Objetivo A:
No trecho sobre o Grande Prêmio de Mônaco, mais abaixo, quem a Ferrari já havia acertado para substituir Villeneuve?
Objetivo B:
Devolva, do trecho sobre o Grande Prêmio de Mônaco que aparece mais abaixo, a parte que começa em "Uma quinzena havia" e termina em "dentro do paddock.", copiada sem nenhuma alteração.
Objetivo C:
Escreva a continuação do trecho sobre o Grande Prêmio de Mônaco, mais abaixo, a partir da última frase apresentada.

Trecho citado:
——

Uma quinzena havia se passado, mas as feridas abertas pela
morte de Gilles Villeneuve ainda não haviam cicatrizado quando a F1 chegou ao
seu mais charmoso Grande Prêmio, em Mônaco. Gilles era um piloto querido por todos
dentro da F1, bem ao contrário de Didier Pironi, que todos acusavam de querer
ser o primeiro piloto francês a ser campeão na F1 de qualquer jeito, não importando
muitos os meios. A Ferrari já havia acertado com Patrick Tambay para substituir
Villeneuve, mas a equipe preferiu manter apenas um carro em Monte Carlo em respeito
ao canadense, mas Pironi se tornara uma pessona non-grata dentro do paddock.

——

Material exibido:

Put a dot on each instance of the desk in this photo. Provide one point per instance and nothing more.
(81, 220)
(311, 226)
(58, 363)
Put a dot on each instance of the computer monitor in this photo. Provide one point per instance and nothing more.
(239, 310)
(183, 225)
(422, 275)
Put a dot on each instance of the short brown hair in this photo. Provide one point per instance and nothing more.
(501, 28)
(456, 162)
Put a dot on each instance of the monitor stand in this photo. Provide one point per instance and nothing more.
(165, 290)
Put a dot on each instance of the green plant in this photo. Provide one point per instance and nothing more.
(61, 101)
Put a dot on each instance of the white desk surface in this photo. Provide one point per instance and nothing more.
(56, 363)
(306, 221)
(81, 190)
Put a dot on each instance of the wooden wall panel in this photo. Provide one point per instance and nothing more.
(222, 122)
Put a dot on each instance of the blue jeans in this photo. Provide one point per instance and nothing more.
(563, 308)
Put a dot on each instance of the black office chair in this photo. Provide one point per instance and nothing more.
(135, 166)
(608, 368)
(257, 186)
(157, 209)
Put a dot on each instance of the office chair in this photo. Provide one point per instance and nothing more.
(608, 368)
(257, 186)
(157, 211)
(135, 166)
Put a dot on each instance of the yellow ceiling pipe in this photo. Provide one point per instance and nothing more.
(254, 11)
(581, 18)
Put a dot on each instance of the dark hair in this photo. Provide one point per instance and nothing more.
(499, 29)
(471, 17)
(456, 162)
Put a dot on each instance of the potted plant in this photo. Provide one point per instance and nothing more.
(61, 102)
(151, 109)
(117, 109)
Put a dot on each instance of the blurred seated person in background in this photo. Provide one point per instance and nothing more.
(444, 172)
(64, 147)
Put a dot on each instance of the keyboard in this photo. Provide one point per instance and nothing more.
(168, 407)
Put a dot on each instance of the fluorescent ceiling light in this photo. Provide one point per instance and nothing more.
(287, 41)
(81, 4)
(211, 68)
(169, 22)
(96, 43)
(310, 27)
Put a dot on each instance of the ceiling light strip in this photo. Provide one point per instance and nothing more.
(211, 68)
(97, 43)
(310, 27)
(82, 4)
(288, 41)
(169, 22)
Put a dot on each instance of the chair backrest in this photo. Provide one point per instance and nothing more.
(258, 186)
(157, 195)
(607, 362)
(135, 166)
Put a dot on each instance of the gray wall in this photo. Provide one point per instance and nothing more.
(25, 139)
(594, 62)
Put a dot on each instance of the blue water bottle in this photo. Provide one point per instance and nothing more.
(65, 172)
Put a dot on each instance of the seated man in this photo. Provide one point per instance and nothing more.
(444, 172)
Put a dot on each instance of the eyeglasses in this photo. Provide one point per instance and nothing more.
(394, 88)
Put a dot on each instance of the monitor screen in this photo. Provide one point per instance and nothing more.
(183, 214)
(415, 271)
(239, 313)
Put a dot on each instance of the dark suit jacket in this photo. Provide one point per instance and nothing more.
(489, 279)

——

Resposta A:
Patrick Tambay.

Resposta B:
Uma quinzena havia se passado, mas as feridas abertas pela
morte de Gilles Villeneuve ainda não haviam cicatrizado quando a F1 chegou ao
seu mais charmoso Grande Prêmio, em Mônaco. Gilles era um piloto querido por todos
dentro da F1, bem ao contrário de Didier Pironi, que todos acusavam de querer
ser o primeiro piloto francês a ser campeão na F1 de qualquer jeito, não importando
muitos os meios. A Ferrari já havia acertado com Patrick Tambay para substituir
Villeneuve, mas a equipe preferiu manter apenas um carro em Monte Carlo em respeito
ao canadense, mas Pironi se tornara uma pessona non-grata dentro do paddock.

Resposta C:
A Renault tinha uma enorme dificuldade em circuitos de rua
ou apertados por causa do turbo, que só funcionava a contento após certa
rotação, mas o time francês, querendo fazer bonito na frente do seu público,
preparou um novo turbo para que a potência pudesse surgir com rotações um pouco
mais baixas, ideais para Mônaco. René
Arnoux, um verdadeiro ás em ritmo de classificação, ficou com a pole com meio
segundo de vantagem sobre Patrese, que utilizava o Brabham com motor Ford
Cosworth, enquanto Piquet ainda tentava desenvolver o motor BMW turbo e não repetia
a exibição de 1981, onde fora pole, e em 1982 largaria apenas em 13º. Como em
Mônaco só se largavam vinte carros na época, Raul Boesel e Chico Serra ficariam
de foram e Piquet seria o único brasileiro a largar no domingo.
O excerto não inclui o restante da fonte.